#### Extracted text
┄┄┄┄┄┄┄┄┄┄┄┄┄┄┄┄┄┄┄┄
How the California Environmental Quality Act Fails the Environment 

Critics correctly blame the law for making it too easy to block housing construction. But it also fails far too frequently to protect wildlife habitat.

click to enlarge New housing developments frequently rely on habitat restoration under the act that doesn’t accomplish its stated objective.

Ken Lund CC

New housing developments frequently rely on habitat restoration under the act that doesn’t accomplish its stated objective.

The owl had probably flown over much of West, migrating over deserts and mountains, pastures and green valleys. It eventually settled in Fremont, in an urban neighborhood where it presumably had wintered before.

Burrowing owls often nest in the same rodent burrows year after year. But for this particular owl, its familiar home was now gone — paved over months before to accommodate the vehicles of shoppers at Walmart.

"It was standing in the parking lot," recalled Marcia Grefsrud, an environmental scientist with the California Department of Fish and Wildlife.

For at least a year after that incident, burrowing owls maintained a presence in a tiny patch of unpaved scrub adjacent to the big box store, said Grefsrud, who works on plans to preserve or restore animal habitats in exchange for habitat loss related to Alameda County development projects. Finally, though, the tiny raptors seemed to disappear for good.

Burrowing owl habitat is vanishing around the Bay Area, even though a key environmental law is supposed to prevent this incremental loss. The California Environmental Quality Act, (or CEQA, which is pronounced "see-kwah"), requires agencies overseeing development projects to watch for potential environmental impacts and mitigate them with carefully tailored actions. Such measures might include providing shelter for wild animals, supporting impacted hillsides to prevent erosion, replanting trees when others are cut down, or preserving wildlife trails through new housing tracts. Often, developers preserve one parcel of land in trade for permission to develop another.
┄┄┄┄┄┄┄┄┄┄┄┄┄┄┄┄┄┄┄┄
#### Data section

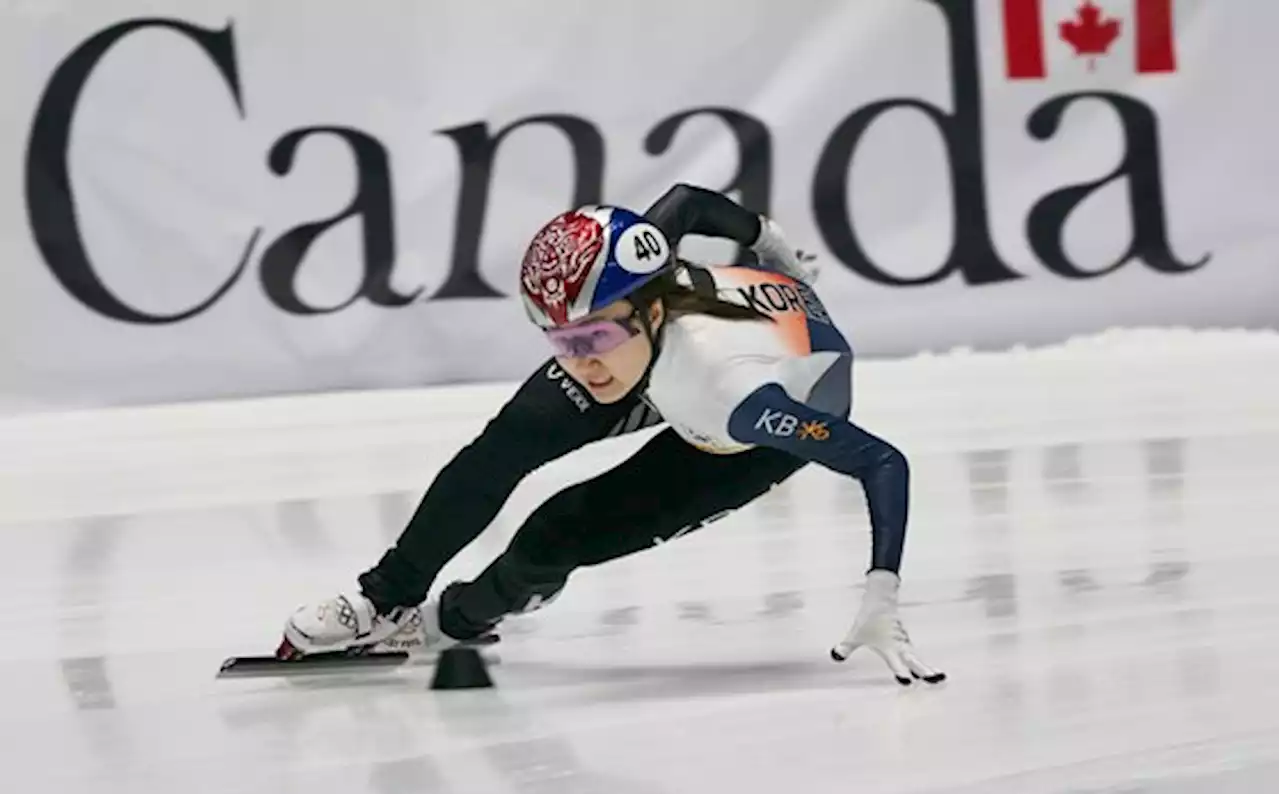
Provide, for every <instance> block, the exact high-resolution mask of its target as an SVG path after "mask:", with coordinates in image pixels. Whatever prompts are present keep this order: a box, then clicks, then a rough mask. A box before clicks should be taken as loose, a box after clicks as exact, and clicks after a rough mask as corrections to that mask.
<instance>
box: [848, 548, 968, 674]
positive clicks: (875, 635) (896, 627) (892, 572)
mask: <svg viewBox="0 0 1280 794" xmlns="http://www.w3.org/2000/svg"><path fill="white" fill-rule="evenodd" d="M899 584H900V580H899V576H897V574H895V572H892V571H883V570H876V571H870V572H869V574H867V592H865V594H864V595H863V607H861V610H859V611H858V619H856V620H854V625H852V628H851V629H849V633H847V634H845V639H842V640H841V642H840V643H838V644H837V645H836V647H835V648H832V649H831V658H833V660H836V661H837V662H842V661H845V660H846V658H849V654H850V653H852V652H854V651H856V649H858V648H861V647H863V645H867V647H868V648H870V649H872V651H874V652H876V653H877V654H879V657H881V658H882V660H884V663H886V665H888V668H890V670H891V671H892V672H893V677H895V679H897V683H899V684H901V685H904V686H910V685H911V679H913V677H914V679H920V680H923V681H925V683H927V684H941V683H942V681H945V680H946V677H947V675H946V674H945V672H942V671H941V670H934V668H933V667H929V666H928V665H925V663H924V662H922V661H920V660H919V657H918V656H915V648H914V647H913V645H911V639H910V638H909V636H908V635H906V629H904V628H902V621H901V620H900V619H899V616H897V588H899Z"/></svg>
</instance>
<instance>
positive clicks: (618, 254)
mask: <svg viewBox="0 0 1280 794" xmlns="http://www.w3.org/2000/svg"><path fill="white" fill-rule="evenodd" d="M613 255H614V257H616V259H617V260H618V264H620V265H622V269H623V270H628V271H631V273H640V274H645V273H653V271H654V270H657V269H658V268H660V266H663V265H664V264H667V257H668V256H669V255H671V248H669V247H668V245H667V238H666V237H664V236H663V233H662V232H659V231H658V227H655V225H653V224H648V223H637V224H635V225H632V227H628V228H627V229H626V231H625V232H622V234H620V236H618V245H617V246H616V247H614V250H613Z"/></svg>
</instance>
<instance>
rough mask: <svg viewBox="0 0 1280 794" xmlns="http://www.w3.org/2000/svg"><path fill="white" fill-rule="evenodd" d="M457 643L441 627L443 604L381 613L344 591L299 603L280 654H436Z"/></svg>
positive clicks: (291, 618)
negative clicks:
┄┄┄┄┄┄┄┄┄┄┄┄┄┄┄┄┄┄┄┄
#### Exercise set
[1] Answer these questions from the article on the California Environmental Quality Act:
(a) In which city did the owl eventually settle?
(b) Which agency employs Marcia Grefsrud?
(c) How is CEQA pronounced, according to the article?
[2] Retype the portion of the article on the California Environmental Quality Act between "For at least" and "disappear for good.", inclusive.
[3] Please write what comes next in the article on the California Environmental Quality Act, starting after its final sentence.

#### Results in order
[1]
(a) Fremont
(b) The California Department of Fish and Wildlife
(c) "See-kwah"

[2]
For at least a year after that incident, burrowing owls maintained a presence in a tiny patch of unpaved scrub adjacent to the big box store, said Grefsrud, who works on plans to preserve or restore animal habitats in exchange for habitat loss related to Alameda County development projects. Finally, though, the tiny raptors seemed to disappear for good.

[3]
Enacted in 1970, this acclaimed environmental law theoretically ensures that economic development doesn't compromise the environment. Mitigation measures are the lynchpin of the law.

But many scientists, environmental activists, and attorneys specializing in CEQA say the act's techniques for protecting natural resources often fail. Its many flaws and shortcomings are veiled from public sight by complex bureaucracy, arduous documents, and dense thickets of legal and technical jargon.

The East Bay's imperiled burrowing owl population presents one clear example of CEQA's broken promise. Much of the animals' underground habitat has been lost to development — largely new homes in the hills and valleys surrounding Dublin, Pleasanton, and Livermore — and the state considers the species one "of special concern." Many housing tracts in this area have been built on the condition that developers buy an undeveloped parcel elsewhere through a habitat banking system.

But the notion that this new land is similar to the habitat that was destroyed is an illusion. Owls evicted by a development project are not given a new place to live.

"They aren't creating habitat — just preserving it somewhere else," Grefsrud said. "That's a net loss, and that makes me uncomfortable."

It's not just burrowing owls. Spotted owls, Alameda whipsnakes, tiger salamanders, and salmon and steelhead trout, among other species, are all feeling the pinch of habitat loss — due in part to weak CEQA reviews.

The law falls short in other ways, too. Potential impacts of a project are often overlooked. Other times, mitigation measures are simply too flimsy, ignored by developers, or not enforced by the government agencies that typically oversee such projects.

"There's a lot of cutting corners on mitigation measures," said Oakland resident and environmentalist Ralph Kanz.

He has closely watched public agencies for years, becoming one of few citizens with the time, skills, and wherewithal to understand the CEQA process and follow the legal intricacies of complex development projects. Kanz contends that agencies consistently fail to carry out mitigation measures on development projects unless hounded by CEQA-savvy citizen watchdogs like himself.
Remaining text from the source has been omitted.